>> begin RECORDS SHOWN

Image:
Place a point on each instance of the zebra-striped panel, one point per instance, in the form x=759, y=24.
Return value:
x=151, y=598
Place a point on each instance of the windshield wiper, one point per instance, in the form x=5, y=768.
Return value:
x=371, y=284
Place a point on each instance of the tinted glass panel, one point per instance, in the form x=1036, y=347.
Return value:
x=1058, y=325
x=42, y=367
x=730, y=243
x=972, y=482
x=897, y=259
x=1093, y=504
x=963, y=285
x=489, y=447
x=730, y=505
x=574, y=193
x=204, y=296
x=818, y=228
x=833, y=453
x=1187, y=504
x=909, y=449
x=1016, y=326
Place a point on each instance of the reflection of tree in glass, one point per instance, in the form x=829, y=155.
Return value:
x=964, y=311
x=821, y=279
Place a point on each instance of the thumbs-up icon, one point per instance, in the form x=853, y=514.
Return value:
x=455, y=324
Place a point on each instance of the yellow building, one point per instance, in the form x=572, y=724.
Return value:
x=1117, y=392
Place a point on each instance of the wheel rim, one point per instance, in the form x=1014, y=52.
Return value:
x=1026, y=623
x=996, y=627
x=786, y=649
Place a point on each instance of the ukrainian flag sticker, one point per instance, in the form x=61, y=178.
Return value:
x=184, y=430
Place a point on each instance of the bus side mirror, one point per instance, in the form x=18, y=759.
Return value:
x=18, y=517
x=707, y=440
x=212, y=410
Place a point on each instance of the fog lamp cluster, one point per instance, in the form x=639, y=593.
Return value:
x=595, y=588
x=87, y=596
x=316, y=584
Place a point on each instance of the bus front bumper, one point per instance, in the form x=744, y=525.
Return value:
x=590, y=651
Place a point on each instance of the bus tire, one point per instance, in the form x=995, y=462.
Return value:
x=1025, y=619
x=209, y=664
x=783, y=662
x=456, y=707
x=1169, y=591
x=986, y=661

>> end RECORDS SHOWN

> _CHALLENGE_: Could you format all of the material above as a JSON list of strings, with one string per line and blank lines left out?

> _SOLVED PROBLEM_:
[
  "Image:",
  "Place a point on each instance of the zebra-striped panel, one point per instance, in the form x=759, y=24.",
  "Return value:",
  "x=151, y=598",
  "Place a point on each instance of the windshield wiper, one point per instance, in the form x=5, y=768.",
  "Return value:",
  "x=371, y=284",
  "Place a point on each instance of the tinted glass panel, one point per instance, in the form x=1036, y=347.",
  "Return value:",
  "x=1058, y=325",
  "x=42, y=367",
  "x=730, y=243",
  "x=972, y=482",
  "x=897, y=259",
  "x=1093, y=504",
  "x=963, y=285",
  "x=489, y=447",
  "x=730, y=505",
  "x=574, y=193",
  "x=204, y=296",
  "x=818, y=228",
  "x=833, y=453",
  "x=1187, y=504",
  "x=909, y=449",
  "x=1016, y=326",
  "Place a point on each instance of the reflection of tree in glass, one point per instance, in the form x=829, y=155.",
  "Return value:",
  "x=964, y=311",
  "x=821, y=279",
  "Place a point on each instance of the thumbs-up icon, one point per instance, in the form x=853, y=514.",
  "Return value:",
  "x=455, y=324",
  "Place a point on each instance of the yellow building, one point per instance, in the form x=572, y=724.",
  "Return value:",
  "x=1117, y=392",
  "Place a point on each instance of the wheel rim, one point per instance, in the form x=1014, y=52.",
  "Return value:",
  "x=1026, y=623",
  "x=996, y=627",
  "x=786, y=649",
  "Place a point on each instance of the ukrainian flag sticker, one point per instance, in the form x=61, y=178.",
  "Return value:",
  "x=184, y=430",
  "Place a point on each instance of the bus side mirror, one point per instance, in the form x=18, y=759.",
  "Return value:",
  "x=18, y=517",
  "x=707, y=440",
  "x=212, y=410",
  "Place a point on each instance of the fog lamp cluster, one point per instance, in the form x=639, y=593.",
  "Return value:",
  "x=595, y=588",
  "x=87, y=596",
  "x=316, y=584",
  "Place a point on each instance of the bus front bumper, one point per instance, in the form x=744, y=525.",
  "Return value:",
  "x=590, y=651",
  "Place a point on each instance of the bus tire, one point per instance, in the form x=995, y=462.",
  "Return value:",
  "x=1025, y=619",
  "x=209, y=664",
  "x=783, y=662",
  "x=456, y=707",
  "x=1169, y=591",
  "x=986, y=661"
]